● DOCUMENT EXTRACT
┌──

Item 2.           (a)(b)(c)Name of Person Filing; Address of Principal Business
                           Office or, if none Residence; Citizenship:

                           This Schedule 13G is being filed jointly by Libra
                           Advisors, LLC, a New York limited liability company
                           ("Advisors") and Ranjan Tandon, a United States
                           citizen ("R. Tandon") (collectively, the "Reporting
                           Persons"). R. Tandon is the sole voting member and
                           Manager of Advisors. Advisors is the General Partner
                           of Libra Fund, L.P. and the Investment Adviser to an
                           offshore fund. The business address of each Reporting
                           Person is 277 Park Avenue, 26th Floor, New York, New
                           York, 10172.

└──

● DATA PROVIDED

┌──

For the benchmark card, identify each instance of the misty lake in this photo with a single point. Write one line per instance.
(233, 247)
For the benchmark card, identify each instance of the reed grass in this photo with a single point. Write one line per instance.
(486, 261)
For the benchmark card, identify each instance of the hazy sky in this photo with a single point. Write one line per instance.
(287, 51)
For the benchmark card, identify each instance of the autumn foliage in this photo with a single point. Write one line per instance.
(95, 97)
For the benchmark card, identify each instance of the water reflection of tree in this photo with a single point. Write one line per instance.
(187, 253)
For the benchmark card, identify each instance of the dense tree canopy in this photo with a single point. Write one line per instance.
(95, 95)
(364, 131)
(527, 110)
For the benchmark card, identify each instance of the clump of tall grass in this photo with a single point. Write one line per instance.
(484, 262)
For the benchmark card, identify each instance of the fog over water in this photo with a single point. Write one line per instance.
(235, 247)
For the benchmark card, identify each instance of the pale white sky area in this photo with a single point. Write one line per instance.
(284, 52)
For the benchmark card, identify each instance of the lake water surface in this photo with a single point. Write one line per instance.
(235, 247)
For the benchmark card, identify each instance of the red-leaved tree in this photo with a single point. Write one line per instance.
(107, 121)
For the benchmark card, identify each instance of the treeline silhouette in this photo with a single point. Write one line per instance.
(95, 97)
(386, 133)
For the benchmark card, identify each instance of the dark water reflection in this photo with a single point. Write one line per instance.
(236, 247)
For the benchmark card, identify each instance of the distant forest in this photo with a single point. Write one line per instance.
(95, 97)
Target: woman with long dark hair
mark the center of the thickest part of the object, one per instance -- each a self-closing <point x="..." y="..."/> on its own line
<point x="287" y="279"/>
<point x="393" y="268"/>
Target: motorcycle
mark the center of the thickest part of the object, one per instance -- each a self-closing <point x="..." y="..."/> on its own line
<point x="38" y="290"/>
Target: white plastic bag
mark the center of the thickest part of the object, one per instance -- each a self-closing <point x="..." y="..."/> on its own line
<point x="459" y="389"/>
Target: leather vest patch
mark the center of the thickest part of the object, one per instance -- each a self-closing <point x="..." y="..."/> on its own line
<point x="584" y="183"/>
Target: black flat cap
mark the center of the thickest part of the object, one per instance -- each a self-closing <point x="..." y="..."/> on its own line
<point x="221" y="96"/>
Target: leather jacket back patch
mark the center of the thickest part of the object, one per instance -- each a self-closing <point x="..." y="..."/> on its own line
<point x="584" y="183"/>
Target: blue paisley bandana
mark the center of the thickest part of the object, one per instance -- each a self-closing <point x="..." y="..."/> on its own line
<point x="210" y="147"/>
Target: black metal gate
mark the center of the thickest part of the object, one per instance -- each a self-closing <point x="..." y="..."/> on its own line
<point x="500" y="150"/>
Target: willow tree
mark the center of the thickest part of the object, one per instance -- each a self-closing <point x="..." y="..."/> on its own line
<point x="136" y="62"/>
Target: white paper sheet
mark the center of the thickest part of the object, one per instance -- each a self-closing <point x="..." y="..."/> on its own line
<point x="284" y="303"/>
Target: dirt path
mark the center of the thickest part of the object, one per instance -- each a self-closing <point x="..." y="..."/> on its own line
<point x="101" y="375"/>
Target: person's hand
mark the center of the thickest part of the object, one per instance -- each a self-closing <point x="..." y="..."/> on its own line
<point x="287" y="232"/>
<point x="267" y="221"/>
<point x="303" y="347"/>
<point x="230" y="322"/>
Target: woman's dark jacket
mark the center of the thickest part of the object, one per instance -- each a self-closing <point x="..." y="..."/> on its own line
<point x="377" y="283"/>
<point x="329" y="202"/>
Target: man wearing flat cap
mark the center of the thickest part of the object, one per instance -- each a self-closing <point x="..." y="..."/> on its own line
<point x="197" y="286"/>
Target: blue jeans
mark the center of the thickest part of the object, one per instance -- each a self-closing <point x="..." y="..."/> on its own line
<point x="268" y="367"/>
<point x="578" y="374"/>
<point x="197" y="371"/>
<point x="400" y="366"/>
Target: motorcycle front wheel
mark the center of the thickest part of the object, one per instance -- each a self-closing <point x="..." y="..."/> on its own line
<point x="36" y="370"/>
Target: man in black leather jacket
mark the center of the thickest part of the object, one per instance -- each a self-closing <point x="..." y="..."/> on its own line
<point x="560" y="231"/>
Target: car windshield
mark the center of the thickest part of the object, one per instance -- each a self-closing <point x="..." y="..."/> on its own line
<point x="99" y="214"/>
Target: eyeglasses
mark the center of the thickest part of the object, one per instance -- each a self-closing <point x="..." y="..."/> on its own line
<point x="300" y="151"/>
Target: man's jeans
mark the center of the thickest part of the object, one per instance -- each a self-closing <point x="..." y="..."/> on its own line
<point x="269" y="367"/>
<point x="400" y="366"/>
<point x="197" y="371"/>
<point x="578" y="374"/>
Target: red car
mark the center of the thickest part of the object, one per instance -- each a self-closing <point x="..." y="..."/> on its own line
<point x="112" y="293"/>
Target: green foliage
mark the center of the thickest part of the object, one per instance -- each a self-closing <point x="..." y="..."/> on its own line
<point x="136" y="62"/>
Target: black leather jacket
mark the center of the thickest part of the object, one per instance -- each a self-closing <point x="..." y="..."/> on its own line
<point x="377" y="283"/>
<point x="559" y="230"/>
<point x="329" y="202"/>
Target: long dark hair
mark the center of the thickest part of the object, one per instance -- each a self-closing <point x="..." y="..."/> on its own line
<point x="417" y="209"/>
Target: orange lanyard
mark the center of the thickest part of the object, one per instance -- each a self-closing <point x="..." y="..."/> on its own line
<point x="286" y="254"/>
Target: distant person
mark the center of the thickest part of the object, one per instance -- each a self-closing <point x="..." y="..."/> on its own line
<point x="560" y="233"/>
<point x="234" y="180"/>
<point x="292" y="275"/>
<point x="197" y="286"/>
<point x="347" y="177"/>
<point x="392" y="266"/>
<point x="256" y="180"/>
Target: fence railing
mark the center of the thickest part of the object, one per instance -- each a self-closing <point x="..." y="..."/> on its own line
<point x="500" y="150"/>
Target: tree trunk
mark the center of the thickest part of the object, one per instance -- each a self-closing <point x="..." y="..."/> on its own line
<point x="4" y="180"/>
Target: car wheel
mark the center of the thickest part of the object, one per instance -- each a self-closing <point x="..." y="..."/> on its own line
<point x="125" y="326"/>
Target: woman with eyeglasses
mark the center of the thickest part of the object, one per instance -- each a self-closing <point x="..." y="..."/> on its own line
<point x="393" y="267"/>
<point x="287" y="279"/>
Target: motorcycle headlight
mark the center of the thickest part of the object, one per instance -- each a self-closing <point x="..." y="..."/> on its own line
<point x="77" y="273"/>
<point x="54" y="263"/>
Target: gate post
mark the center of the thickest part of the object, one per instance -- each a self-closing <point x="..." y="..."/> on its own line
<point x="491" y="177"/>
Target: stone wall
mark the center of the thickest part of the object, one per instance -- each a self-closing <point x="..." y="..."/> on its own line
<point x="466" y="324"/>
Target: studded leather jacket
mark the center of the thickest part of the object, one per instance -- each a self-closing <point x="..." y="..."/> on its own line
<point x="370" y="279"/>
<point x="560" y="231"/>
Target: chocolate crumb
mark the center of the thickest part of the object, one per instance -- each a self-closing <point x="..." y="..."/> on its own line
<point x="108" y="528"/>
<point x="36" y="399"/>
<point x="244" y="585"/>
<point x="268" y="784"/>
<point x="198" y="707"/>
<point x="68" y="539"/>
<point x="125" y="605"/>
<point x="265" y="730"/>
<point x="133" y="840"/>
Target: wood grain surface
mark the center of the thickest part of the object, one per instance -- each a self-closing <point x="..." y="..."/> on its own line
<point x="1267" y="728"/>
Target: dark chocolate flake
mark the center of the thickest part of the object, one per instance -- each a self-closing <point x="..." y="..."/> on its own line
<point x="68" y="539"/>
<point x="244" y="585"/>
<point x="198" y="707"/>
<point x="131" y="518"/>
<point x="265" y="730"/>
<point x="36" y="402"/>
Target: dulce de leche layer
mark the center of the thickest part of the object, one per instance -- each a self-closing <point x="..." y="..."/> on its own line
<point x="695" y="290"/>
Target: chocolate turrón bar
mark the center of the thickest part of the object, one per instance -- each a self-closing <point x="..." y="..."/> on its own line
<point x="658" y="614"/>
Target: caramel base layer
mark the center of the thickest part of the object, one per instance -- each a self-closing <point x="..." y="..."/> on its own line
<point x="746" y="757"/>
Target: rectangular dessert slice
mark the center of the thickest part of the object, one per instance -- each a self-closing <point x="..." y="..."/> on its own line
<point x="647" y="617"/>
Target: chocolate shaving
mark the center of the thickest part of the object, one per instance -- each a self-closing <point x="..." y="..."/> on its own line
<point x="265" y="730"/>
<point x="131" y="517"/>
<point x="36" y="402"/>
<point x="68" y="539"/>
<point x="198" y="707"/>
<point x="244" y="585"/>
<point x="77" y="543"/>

└──

● WRITTEN INSTRUCTION A
According to the Schedule 13G excerpt, who is the sole voting member and Manager of Libra Advisors, LLC?
● WRITTEN INSTRUCTION B
Extend the Schedule 13G excerpt with the text that follows its last sentence.

● WRITTEN ANSWER A
Ranjan Tandon

● WRITTEN ANSWER B
                  (d)      Title of Class of Securities:

                           Common Stock

                  (e)      CUSIP Number:

                           024490104

Item 3.           If this statement is being filed pursuant to Rule 13d-1(b),
                  or 13d-2(b), check whether the person filing is an:

                  (a)/ / Broker or Dealer registered under Section 15 of the Act
                  (b)/ / Bank as defined in section 3(a)(6) of the Act
                  (c)/ / Insurance Company as defined in section 3(a)(19) of the
                         Act
                  (d)/ / Investment Company registered under section 8 of the
                         Investment Company Act of 1940
                  (e)/ / An Investment Adviser in accordance with Rule
                         13d-1(b)(1)(ii)(E)
                  (f)/ / An Employee Benefit Plan or Endowment Fund in
                         accordance with Rule 13d-1(b)(1)(ii)(F)
                  (g)/ / A Parent Holding Company or Control Person in
                         accordance with Rule 13d-1(b)(ii)(G)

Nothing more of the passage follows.